From the line with "Accessibility description system: locate the reflective" through the final line, please write out the listing exactly, including both of those lines.
---------- Input for this task ----------
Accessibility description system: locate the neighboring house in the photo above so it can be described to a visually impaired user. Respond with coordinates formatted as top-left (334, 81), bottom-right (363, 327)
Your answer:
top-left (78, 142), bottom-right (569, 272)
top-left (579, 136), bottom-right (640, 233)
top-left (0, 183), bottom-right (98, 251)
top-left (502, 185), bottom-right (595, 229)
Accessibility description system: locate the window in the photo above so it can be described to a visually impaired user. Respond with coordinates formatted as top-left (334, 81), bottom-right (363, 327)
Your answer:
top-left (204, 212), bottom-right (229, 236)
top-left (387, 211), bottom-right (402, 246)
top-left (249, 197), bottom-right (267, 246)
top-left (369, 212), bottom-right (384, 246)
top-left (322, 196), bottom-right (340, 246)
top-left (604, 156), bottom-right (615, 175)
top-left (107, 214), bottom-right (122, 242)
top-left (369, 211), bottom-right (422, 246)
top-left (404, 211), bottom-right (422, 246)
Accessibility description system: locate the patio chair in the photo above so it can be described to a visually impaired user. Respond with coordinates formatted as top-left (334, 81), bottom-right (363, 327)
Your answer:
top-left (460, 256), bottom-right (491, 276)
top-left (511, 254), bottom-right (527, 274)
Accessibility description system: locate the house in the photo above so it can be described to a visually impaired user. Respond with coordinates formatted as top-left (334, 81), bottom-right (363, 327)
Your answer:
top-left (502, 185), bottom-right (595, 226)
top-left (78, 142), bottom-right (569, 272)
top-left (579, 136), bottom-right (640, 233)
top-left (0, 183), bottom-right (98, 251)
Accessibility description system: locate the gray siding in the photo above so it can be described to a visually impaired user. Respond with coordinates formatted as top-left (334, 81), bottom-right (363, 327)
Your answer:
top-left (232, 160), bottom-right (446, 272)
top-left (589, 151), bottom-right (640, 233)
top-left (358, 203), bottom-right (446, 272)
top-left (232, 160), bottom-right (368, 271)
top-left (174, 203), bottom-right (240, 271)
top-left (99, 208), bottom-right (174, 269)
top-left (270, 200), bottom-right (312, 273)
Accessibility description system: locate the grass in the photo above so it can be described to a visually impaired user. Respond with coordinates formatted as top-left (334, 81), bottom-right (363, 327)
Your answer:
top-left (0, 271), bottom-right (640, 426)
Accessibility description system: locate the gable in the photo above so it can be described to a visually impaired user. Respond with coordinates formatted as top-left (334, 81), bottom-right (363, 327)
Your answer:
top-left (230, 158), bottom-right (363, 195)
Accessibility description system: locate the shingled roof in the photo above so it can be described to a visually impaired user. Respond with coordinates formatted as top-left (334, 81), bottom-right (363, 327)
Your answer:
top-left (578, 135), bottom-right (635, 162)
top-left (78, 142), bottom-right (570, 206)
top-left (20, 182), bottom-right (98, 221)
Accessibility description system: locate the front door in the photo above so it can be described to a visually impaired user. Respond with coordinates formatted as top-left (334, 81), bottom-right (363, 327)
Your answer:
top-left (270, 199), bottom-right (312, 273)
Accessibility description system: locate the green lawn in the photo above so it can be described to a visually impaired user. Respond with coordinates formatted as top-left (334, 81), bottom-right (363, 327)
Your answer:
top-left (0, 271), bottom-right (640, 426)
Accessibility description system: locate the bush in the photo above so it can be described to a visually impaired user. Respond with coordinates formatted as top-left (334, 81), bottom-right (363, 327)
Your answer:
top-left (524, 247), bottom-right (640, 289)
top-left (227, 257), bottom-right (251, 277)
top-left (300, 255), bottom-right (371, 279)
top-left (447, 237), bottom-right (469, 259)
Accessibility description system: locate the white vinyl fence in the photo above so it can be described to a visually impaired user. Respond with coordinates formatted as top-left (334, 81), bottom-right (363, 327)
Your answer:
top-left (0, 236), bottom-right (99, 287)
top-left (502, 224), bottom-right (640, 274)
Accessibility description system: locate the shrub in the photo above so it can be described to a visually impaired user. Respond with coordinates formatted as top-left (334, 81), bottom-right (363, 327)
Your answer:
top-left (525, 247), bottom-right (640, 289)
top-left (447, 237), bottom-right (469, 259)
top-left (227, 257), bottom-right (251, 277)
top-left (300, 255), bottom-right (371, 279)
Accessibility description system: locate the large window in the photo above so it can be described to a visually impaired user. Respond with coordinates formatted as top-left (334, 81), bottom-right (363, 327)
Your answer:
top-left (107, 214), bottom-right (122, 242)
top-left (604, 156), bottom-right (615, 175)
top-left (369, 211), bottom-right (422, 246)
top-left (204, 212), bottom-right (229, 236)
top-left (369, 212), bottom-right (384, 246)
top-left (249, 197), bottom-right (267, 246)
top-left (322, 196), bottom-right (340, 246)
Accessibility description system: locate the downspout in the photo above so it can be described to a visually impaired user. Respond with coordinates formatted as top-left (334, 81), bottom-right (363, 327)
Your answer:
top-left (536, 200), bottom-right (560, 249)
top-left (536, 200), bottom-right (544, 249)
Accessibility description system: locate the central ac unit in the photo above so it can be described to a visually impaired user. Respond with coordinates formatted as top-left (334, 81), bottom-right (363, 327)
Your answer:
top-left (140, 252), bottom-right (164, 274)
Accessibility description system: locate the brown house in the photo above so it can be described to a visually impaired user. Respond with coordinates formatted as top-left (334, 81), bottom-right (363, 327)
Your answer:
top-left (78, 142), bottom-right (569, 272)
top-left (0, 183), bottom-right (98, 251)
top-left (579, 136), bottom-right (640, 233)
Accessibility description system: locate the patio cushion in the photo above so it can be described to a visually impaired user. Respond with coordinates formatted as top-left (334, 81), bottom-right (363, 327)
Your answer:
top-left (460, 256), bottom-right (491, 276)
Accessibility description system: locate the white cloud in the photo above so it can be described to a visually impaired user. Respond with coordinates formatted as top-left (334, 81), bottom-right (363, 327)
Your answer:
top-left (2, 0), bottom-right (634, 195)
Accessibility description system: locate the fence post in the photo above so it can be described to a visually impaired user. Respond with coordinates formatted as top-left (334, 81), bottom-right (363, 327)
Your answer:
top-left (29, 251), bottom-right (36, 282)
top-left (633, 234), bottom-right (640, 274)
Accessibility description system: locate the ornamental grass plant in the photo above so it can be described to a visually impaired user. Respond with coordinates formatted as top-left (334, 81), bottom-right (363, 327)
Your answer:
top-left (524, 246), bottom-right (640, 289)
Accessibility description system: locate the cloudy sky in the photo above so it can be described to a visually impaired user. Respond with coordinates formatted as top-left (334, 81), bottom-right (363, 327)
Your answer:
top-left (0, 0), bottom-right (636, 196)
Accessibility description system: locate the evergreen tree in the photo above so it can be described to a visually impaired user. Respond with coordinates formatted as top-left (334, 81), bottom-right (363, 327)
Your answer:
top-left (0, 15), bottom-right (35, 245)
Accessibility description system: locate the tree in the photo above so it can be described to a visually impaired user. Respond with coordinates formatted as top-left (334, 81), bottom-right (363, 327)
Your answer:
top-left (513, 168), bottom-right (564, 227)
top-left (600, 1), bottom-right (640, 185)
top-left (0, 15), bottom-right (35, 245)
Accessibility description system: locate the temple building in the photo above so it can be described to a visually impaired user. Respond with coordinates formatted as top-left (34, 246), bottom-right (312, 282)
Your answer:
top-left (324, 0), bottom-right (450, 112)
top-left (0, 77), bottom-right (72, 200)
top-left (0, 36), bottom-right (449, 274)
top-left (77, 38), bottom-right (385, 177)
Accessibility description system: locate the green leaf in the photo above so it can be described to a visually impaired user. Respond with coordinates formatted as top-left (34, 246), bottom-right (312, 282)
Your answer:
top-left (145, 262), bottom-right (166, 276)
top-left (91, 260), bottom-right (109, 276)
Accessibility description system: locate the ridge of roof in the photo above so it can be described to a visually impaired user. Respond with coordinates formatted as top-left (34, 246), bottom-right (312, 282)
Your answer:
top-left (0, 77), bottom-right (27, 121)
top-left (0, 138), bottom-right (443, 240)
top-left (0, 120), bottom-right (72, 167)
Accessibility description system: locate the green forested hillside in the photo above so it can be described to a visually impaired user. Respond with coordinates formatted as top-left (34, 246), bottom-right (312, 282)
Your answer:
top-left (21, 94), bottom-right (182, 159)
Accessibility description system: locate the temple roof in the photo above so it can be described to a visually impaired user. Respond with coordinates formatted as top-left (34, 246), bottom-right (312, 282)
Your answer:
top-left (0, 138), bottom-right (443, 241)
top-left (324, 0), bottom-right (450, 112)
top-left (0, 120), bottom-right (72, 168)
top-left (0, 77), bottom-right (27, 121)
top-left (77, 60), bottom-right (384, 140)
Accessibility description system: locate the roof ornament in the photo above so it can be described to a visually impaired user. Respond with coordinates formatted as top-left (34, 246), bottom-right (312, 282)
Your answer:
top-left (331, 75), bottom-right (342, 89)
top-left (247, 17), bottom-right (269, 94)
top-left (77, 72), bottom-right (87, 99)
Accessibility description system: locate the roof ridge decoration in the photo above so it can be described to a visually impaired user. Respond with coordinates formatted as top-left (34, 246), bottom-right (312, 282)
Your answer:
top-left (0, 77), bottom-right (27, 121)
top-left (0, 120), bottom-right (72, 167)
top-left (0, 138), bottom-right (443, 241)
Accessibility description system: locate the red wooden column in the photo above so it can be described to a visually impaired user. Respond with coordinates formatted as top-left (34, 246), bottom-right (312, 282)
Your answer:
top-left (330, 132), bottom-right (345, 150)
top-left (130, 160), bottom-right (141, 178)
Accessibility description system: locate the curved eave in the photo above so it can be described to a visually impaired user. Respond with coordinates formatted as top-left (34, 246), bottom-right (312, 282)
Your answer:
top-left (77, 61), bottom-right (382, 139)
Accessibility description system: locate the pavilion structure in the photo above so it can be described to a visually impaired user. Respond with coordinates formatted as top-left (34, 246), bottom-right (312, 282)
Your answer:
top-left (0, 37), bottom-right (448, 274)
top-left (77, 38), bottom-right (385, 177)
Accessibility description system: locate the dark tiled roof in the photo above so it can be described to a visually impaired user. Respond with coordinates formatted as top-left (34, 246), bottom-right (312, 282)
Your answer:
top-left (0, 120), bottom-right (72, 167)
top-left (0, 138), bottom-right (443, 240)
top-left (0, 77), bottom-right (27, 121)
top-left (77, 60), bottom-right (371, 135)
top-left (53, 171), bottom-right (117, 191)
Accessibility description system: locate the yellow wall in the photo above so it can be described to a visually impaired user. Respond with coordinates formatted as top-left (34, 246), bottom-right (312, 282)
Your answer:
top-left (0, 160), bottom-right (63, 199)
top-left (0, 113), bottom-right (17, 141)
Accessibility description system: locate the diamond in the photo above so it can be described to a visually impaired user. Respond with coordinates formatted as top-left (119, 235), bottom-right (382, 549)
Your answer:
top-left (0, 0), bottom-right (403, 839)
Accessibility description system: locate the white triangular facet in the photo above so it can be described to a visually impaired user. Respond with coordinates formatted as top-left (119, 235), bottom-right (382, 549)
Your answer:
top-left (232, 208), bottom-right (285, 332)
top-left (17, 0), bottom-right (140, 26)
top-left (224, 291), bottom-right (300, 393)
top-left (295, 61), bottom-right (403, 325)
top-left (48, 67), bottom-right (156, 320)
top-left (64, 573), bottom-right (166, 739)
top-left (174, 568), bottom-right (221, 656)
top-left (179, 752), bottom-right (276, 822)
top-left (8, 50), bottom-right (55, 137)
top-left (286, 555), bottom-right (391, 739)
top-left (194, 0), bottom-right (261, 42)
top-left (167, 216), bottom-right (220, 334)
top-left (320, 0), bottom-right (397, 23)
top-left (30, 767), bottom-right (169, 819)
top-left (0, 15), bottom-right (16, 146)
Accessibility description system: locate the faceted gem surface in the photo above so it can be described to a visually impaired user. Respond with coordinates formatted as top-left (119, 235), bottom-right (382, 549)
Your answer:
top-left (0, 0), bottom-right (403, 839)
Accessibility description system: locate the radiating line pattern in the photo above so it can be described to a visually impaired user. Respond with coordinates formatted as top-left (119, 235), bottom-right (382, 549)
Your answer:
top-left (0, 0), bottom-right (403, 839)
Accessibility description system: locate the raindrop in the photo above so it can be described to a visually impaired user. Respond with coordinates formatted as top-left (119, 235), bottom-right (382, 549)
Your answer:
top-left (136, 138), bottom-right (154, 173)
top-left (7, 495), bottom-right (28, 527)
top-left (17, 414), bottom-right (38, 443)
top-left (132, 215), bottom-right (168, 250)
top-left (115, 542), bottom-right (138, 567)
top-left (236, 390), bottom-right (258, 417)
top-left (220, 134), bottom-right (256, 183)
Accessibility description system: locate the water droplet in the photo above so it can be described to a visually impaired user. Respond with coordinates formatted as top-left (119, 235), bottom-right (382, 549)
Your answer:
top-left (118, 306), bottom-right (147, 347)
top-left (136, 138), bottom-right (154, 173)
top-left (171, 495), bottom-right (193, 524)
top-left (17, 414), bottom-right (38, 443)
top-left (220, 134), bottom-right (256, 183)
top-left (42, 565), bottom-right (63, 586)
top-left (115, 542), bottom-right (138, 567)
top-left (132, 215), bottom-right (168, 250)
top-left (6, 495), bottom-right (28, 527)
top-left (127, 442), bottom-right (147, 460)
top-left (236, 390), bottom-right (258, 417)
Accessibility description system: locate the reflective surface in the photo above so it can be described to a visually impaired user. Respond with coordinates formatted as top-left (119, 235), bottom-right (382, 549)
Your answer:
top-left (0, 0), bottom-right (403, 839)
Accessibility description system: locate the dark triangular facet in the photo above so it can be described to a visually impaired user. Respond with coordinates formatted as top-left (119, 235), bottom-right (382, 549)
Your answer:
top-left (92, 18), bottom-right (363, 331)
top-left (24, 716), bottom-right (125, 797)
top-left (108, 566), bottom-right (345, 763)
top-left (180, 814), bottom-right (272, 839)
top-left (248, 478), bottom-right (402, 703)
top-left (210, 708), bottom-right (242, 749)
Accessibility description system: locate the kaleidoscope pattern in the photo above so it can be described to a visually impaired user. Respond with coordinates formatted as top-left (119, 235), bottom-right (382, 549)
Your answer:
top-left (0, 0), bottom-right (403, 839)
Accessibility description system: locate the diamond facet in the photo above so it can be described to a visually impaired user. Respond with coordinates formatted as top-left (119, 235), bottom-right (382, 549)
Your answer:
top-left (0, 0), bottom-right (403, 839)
----------
Full response.
Accessibility description system: locate the reflective surface in the photo above so it can be described to a visually impaired user. Respond with coordinates formatted as top-left (119, 235), bottom-right (382, 549)
Your answer:
top-left (0, 0), bottom-right (403, 839)
Accessibility description system: locate the dark triangular facet in the photo above so it can be described to a visually impaired user. Respond with coordinates formatted as top-left (119, 235), bottom-right (382, 549)
Your answer:
top-left (92, 18), bottom-right (363, 331)
top-left (24, 716), bottom-right (125, 797)
top-left (108, 566), bottom-right (345, 763)
top-left (180, 814), bottom-right (272, 839)
top-left (248, 478), bottom-right (402, 703)
top-left (210, 708), bottom-right (242, 749)
Accessibility description system: locate the kaleidoscope pattern in the photo above so it can be described to a visually impaired user. Respond with coordinates formatted as top-left (119, 235), bottom-right (382, 549)
Your answer:
top-left (0, 0), bottom-right (403, 839)
Accessibility description system: locate the diamond facet in the photo above so it can be described to a visually impaired user. Respond with coordinates formatted as top-left (119, 235), bottom-right (382, 549)
Your answer:
top-left (0, 0), bottom-right (403, 839)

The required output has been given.